### GOAL OF THE EXERCISE
Reproduce the data, keeping every word exactly as it is.

---------- EXTRACTED ENTRIES ----------

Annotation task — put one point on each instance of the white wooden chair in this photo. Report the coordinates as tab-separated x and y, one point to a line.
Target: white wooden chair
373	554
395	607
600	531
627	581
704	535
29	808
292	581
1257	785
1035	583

----------

### TASK RESPONSE
Annotation task — put one point on each instance of the white wooden chair in this photo. Report the coordinates as tab-separated x and y, one point to a line.
Target: white wooden chair
373	554
395	607
600	531
627	581
704	535
29	808
292	581
1257	785
1035	583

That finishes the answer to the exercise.